**What to do:** Each record needs to be transcribed exactly.

#### Extracted information ####

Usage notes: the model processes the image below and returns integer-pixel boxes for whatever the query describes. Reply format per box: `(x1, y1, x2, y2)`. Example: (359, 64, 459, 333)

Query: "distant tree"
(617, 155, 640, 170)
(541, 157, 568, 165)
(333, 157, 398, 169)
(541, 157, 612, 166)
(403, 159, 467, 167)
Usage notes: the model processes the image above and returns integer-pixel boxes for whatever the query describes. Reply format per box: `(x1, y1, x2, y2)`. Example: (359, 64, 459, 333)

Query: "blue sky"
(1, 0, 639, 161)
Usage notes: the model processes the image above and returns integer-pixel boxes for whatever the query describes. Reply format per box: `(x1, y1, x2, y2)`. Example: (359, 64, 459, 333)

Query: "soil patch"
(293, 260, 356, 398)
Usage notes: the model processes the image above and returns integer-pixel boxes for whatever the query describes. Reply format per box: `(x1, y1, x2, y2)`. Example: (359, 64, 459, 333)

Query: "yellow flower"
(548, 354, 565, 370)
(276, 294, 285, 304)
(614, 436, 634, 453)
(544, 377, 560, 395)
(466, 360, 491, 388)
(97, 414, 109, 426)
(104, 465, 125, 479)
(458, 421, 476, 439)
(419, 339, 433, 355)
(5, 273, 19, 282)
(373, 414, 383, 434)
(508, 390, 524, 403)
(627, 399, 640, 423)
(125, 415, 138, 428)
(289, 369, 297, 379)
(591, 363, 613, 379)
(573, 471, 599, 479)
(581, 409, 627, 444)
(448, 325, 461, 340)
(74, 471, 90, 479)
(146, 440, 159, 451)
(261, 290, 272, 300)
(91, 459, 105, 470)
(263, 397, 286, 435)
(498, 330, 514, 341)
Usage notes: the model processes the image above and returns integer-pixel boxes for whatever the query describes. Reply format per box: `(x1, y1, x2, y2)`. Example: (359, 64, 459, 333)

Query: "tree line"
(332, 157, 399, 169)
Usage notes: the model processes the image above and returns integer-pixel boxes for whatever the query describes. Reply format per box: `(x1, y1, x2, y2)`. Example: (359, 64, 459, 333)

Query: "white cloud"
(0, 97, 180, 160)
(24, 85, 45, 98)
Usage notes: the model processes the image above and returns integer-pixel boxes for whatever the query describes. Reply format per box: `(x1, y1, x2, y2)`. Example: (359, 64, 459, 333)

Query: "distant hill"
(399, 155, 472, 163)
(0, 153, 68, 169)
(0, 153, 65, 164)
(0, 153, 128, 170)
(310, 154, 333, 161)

####

**Output below:**
Usage notes: the model processes the image below and returns integer-pixel boxes for whatever the query describes. Reply format per box: `(x1, y1, x2, y2)`. Example: (359, 64, 459, 333)

Query: "distant tree"
(617, 155, 640, 170)
(541, 157, 568, 165)
(333, 157, 398, 169)
(541, 157, 612, 166)
(403, 159, 467, 167)
Usage notes: the model processes the image above and returns integer-pixel boxes for whatever the query describes. Reply format per box: `(x1, y1, x2, y2)`. Example: (359, 64, 459, 333)

Query: "blue sky"
(1, 0, 639, 161)
Usage notes: the model processes the image above and returns integer-pixel boxes for whatever the query describes. Reply format per box: `(x1, y1, x2, y2)`. Example: (359, 64, 459, 333)

Query: "soil patch"
(293, 260, 356, 398)
Usage notes: the model processes the image above and returns integer-pixel boxes for whatever the query describes. Reply format per box: `(x1, y1, x2, y2)`. Example: (359, 64, 459, 333)

Query: "yellow flower"
(548, 354, 565, 370)
(276, 294, 285, 304)
(614, 436, 634, 453)
(544, 377, 560, 395)
(466, 360, 491, 388)
(97, 414, 109, 426)
(104, 465, 125, 479)
(458, 421, 476, 439)
(419, 339, 433, 355)
(5, 273, 19, 282)
(373, 414, 383, 434)
(508, 390, 524, 403)
(627, 399, 640, 423)
(125, 415, 138, 428)
(289, 369, 297, 379)
(591, 363, 613, 379)
(573, 471, 599, 479)
(581, 409, 627, 444)
(448, 325, 461, 340)
(74, 471, 90, 479)
(146, 440, 159, 451)
(261, 290, 272, 300)
(91, 459, 105, 470)
(263, 397, 286, 435)
(498, 330, 514, 341)
Usage notes: the model processes the image above and returns integer-pixel boxes for whatever the query describes. Reply format per box: `(x1, y1, x2, y2)`. Example: (359, 64, 459, 333)

Query: "tree line"
(332, 157, 399, 169)
Usage notes: the model processes the image above and returns integer-pixel boxes for whatever the query describes. Reply format per box: `(x1, y1, x2, y2)`. Example: (359, 64, 459, 333)

Query: "white cloud"
(0, 97, 180, 160)
(24, 85, 45, 98)
Usage notes: the model processes the image above and returns integer-pixel boxes for whatever the query describes. Reply format per box: `(x1, y1, x2, y2)`. Example: (359, 64, 459, 333)

Query: "distant hill"
(399, 155, 472, 163)
(0, 153, 68, 169)
(0, 153, 65, 164)
(0, 153, 128, 170)
(310, 154, 333, 161)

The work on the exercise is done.